▶ [WHAT IS EXPECTED] From the first line to the last, transcribe the data exactly and skip the pictures.

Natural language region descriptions

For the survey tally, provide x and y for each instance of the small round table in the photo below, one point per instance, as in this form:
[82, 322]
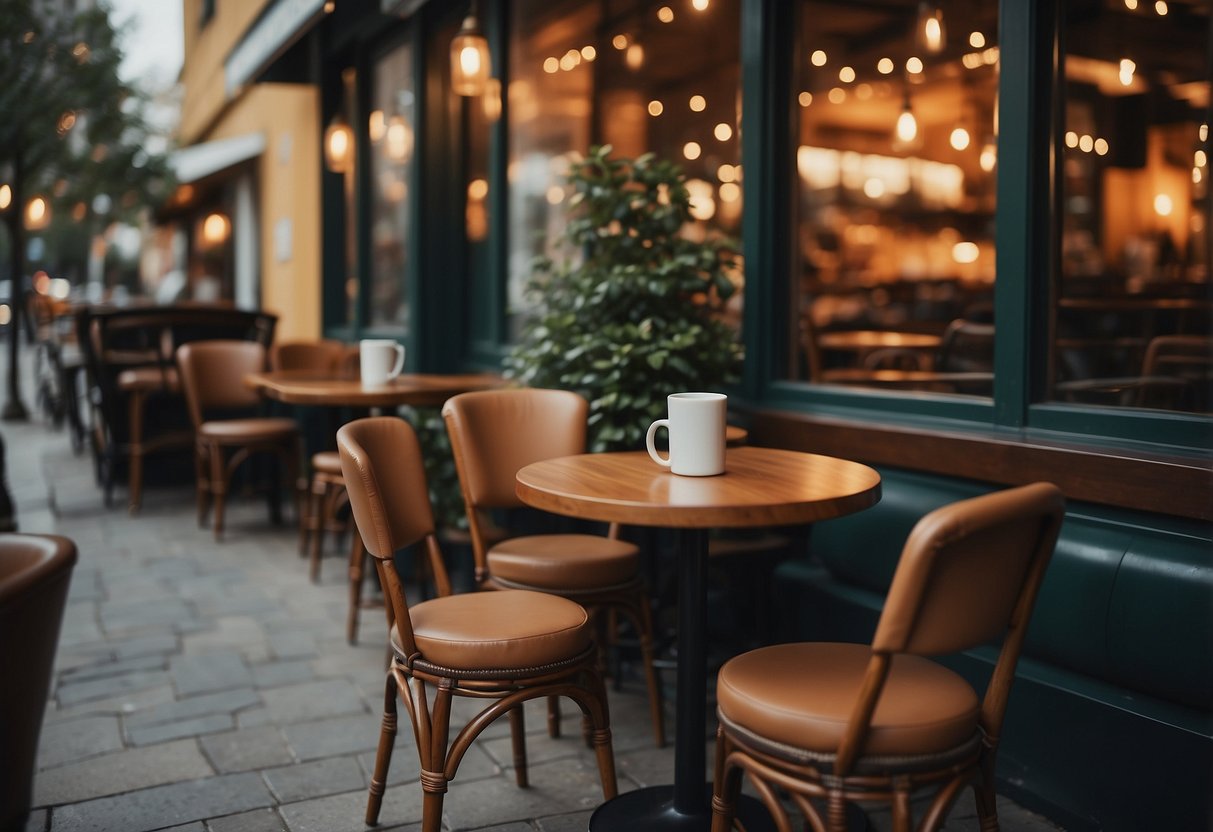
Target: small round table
[761, 486]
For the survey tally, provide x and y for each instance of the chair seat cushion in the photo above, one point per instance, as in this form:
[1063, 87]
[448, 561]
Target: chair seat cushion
[506, 630]
[248, 429]
[326, 462]
[802, 695]
[564, 562]
[149, 379]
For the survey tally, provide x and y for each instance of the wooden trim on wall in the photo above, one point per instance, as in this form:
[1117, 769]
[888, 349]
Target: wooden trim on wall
[1172, 485]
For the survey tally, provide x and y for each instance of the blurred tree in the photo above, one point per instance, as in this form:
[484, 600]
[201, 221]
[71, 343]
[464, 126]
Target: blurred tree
[72, 132]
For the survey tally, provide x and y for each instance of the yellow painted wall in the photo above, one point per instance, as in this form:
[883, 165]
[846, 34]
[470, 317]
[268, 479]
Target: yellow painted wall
[288, 172]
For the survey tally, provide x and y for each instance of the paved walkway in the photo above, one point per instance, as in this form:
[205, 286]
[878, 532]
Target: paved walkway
[209, 688]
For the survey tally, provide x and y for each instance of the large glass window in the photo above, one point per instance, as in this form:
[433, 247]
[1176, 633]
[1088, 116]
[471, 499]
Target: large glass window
[641, 77]
[392, 125]
[1133, 309]
[894, 250]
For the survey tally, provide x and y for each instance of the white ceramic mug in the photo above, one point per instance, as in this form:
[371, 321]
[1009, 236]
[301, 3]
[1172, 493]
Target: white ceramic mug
[380, 360]
[696, 434]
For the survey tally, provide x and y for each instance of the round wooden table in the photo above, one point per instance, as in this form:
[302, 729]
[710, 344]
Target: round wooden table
[761, 486]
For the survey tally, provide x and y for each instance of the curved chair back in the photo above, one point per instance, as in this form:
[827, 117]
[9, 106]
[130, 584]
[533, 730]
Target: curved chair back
[212, 375]
[385, 478]
[494, 433]
[34, 575]
[324, 354]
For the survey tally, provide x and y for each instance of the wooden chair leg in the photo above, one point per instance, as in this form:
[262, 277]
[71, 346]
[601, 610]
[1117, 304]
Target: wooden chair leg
[518, 740]
[218, 490]
[383, 754]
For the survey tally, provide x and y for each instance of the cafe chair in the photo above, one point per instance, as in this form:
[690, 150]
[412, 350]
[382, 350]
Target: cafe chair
[34, 575]
[227, 429]
[493, 434]
[501, 648]
[848, 723]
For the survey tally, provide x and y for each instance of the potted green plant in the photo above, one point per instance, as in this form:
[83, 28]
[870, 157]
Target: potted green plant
[631, 313]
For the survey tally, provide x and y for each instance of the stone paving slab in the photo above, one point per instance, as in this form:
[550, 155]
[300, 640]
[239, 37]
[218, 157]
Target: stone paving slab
[165, 805]
[120, 771]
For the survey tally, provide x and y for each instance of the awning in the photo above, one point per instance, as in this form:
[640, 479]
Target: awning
[198, 161]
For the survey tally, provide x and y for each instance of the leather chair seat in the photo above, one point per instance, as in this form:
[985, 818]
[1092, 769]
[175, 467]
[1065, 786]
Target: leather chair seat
[149, 379]
[564, 562]
[248, 429]
[507, 630]
[802, 695]
[326, 462]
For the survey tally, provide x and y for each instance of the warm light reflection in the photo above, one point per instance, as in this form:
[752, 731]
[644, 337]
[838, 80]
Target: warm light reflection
[702, 205]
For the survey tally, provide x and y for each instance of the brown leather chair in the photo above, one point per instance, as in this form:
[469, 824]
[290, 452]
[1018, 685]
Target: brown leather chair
[34, 575]
[324, 493]
[852, 722]
[501, 647]
[493, 434]
[212, 379]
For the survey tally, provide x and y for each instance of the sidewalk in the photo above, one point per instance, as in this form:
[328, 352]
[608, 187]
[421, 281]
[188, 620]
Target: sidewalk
[209, 688]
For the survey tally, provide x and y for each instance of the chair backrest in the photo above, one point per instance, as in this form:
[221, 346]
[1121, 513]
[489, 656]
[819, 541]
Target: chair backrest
[385, 478]
[212, 376]
[494, 433]
[34, 575]
[966, 569]
[324, 354]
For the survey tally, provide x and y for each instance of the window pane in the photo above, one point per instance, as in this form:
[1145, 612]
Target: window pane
[1133, 312]
[637, 75]
[392, 123]
[897, 164]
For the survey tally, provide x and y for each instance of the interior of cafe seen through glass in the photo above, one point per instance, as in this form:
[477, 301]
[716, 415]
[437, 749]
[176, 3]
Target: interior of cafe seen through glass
[894, 209]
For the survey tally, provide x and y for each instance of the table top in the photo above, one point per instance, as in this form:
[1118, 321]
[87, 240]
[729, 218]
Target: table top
[419, 389]
[759, 486]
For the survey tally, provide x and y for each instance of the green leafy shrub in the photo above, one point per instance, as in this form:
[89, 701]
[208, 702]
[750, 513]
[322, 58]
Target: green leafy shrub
[632, 314]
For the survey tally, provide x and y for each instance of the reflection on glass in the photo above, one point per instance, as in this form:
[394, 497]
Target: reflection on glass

▶ [YOUR SOLUTION]
For the survey tally, provide x and y for each instance of the small round table in the photo below, one point per instance, as in this form:
[82, 322]
Target: small round table
[761, 486]
For the survey tally, provide x and y for each instance of the chair seat cushion in the photo above, one point per instance, as in this form:
[1063, 87]
[448, 561]
Target: chair seat cushion
[506, 630]
[248, 429]
[326, 462]
[802, 695]
[564, 562]
[149, 379]
For the survey tally, provide x and y for each instance of the wooden trim on wall in the photo above, one point per instance, as in this form:
[1117, 769]
[888, 349]
Target: wooden trim on wall
[1172, 485]
For the survey tally, provide x and y for each instance of the blurred tree in the photo above, one point per instance, as in this form:
[484, 600]
[201, 221]
[71, 343]
[464, 126]
Target: blurred tree
[72, 132]
For the survey tally, provide x and y for each instance of the yellow painted wall in the photo above, one point per instance, as in this form:
[883, 165]
[846, 34]
[470, 317]
[268, 479]
Target: yellow painted wall
[288, 172]
For the survey tally, provide x and y for each instance of the paved walkway in the photo above, one point per instance, as in this form:
[205, 286]
[878, 532]
Target: paved walkway
[209, 688]
For the survey tally, provide x and y for each instance of the large glass window in the photo above, one point per instance, as in this form:
[433, 247]
[1176, 633]
[1088, 116]
[471, 499]
Target: large glass window
[641, 77]
[392, 125]
[1133, 309]
[894, 250]
For the survey tally, provide x and y for each instance of the white ceramic mug in the photo above, one point per instance, as in this form:
[371, 321]
[1009, 236]
[301, 3]
[1172, 493]
Target: white ceramic mug
[380, 360]
[696, 434]
For the survey tally, provide x and y for each instance of the round wooden table in the photo above, one point per instance, as in this form:
[302, 729]
[710, 344]
Target: round wooden table
[761, 486]
For the survey tally, provide x and y for each instance of the curved chair back in the photo above, one point per instance, as in this form:
[827, 117]
[9, 106]
[130, 584]
[533, 730]
Target: curved chair back
[212, 375]
[385, 478]
[494, 433]
[34, 575]
[324, 354]
For the survey tally, provide x and y for each instance of the wooden chair leg in the photo above, one point per instance, as in this form:
[262, 277]
[71, 346]
[601, 610]
[1117, 304]
Target: wooden chair leg
[518, 740]
[218, 490]
[383, 754]
For the survey tally, provide x and y for each instance of the cafe chair in the photo above, one point per instance, as in this form:
[690, 150]
[412, 350]
[382, 350]
Target: cafe chair
[34, 575]
[227, 429]
[493, 434]
[501, 648]
[848, 723]
For the survey tally, provide x and y for each instance of the potted green plant in the photo above, one point per instance, as in this form:
[83, 28]
[870, 157]
Target: potted green plant
[631, 313]
For the survey tally, provide x and y for each instance of the stone paving slab in the photo above, one point per instance, as in this form:
[550, 155]
[300, 640]
[239, 37]
[218, 157]
Target: stone paving slab
[165, 805]
[120, 771]
For the survey tally, provide x and y for each instance of the awning in the photo above, one point per instance, as in this form:
[640, 479]
Target: awning
[198, 161]
For the survey tally, provide x and y for each instance of the leather chair seat in the photo above, one point per instance, as in this form:
[985, 818]
[1092, 769]
[175, 467]
[1065, 786]
Target: leather chair seat
[149, 379]
[564, 562]
[248, 429]
[507, 630]
[802, 695]
[326, 462]
For the survey tally, provide x and y for each instance of the warm light reflection in the photo above, one point per instance, as in this form:
[752, 731]
[644, 337]
[838, 80]
Target: warm light reflection
[702, 205]
For the survey tally, provide x and y for each instance of the brown leather chair in the photo above, one point per instance, as in this form:
[469, 824]
[290, 452]
[1018, 685]
Target: brown leather chair
[34, 575]
[324, 493]
[852, 722]
[501, 647]
[493, 434]
[212, 379]
For the survey tally, provide x and y for each instance of the sidewalk in the photo above, one point per instance, as in this form:
[328, 352]
[608, 187]
[421, 281]
[188, 620]
Target: sidewalk
[209, 688]
For the survey tally, provide x and y for each instance of the chair backrest in the photo above, one point per instance, as in this form:
[221, 346]
[1121, 513]
[489, 656]
[819, 541]
Target: chair backrest
[385, 478]
[212, 376]
[494, 433]
[34, 575]
[966, 569]
[324, 354]
For the survey tally, provide x and y for each instance of the window pane in the photo above, one point per instance, as in this form:
[1145, 612]
Target: window pane
[1133, 312]
[637, 75]
[392, 123]
[897, 164]
For the survey tally, provide x and y for each instance of the interior of cafe seen through glass in the photo above, one point per instance, as in this form:
[477, 301]
[716, 415]
[437, 749]
[176, 3]
Target: interior of cafe seen through glass
[894, 209]
For the survey tally, provide x and y for each instance of the table top in the photo above, one point per instance, as in this form:
[1118, 321]
[87, 240]
[729, 218]
Target: table top
[419, 389]
[759, 486]
For the survey tally, provide x and y for each instance of the green leafy shrub in the photo above, one point per instance, as in this form:
[89, 701]
[208, 702]
[750, 513]
[322, 58]
Target: green leafy shrub
[632, 314]
For the survey tally, provide x and y for each instance of the reflection on glass in the photo above, one point per instance, as in this form:
[394, 497]
Target: reflection on glass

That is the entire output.